_EXERCISE TEXT:_
Now for the fun part. The part where I take apart The Book of Life and point at everything that drove me crazy. Shall we start with Stevie Nicks? I think we shall. What the hell is it with Stevie Nicks and witches? Yes she's rumored to be one, but she denies it so often and then does an about turn that you could get whiplash. But the fact of witches identifying with her music has gotten to a point in our culture where it's so cliched that to use it you seriously are going to incur my wrath. It just shows a laziness that you can't think of something more interesting and will just rely on the stereotype. Wasn't this whole series trying to say that things are more complicated and confusing then what you'd expect? Well, that means I'd expect something better then Stevie Nicks. At least she didn't show up and do an extended music video in the middle of the book for absolutely no reason, thank you American Horror Story: Coven and Ryan Murphy for bringing me that cringe worthy moment in television history. That moment is also the first thing that popped in my mind while reading this book. Ug. Stop.

As Gallowglass says "This family was more fun when we had fewer medical degrees." Thank you Gallowglass, aka the one character I like, for pointing out the obvious. The characters zeal for scientifically researching the world of creatures and their problems, from studying blood rage to genomes to The Book of Life itself made me want to scream in frustration. I like the history, I don't like the science. Yes, in books that tackle supernatural beings we have to look at the world they now inhabit, the fact that DNA and genetics can uncover centuries old secrets, but do we need to do it in such detail? Let's all go to Yale and get a research grant and blah blah blah, blood rage, blah blah blah, babies, blah blah blah, what was I even talking about? Now I'm not saying science can't be interesting, but it's more interesting when it's real. When it's made up mumbo jumbo by an author that isn't that accomplished and has tons of plot holes and inconsistencies? No thanks.

_WHAT YOU ARE ASKED TO DO:_ List each distinct proper name of a person, character, creative work, or institution that appears in the review of The Book of Life.

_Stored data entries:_
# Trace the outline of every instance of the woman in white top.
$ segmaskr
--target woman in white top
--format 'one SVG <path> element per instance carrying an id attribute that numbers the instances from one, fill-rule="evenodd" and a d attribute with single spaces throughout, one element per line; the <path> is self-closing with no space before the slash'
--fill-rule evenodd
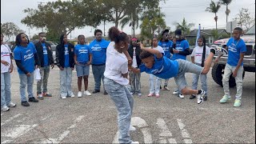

_EXERCISE RESULT:_ Stevie Nicks, The Book of Life, American Horror Story: Coven, Ryan Murphy, Gallowglass, Yale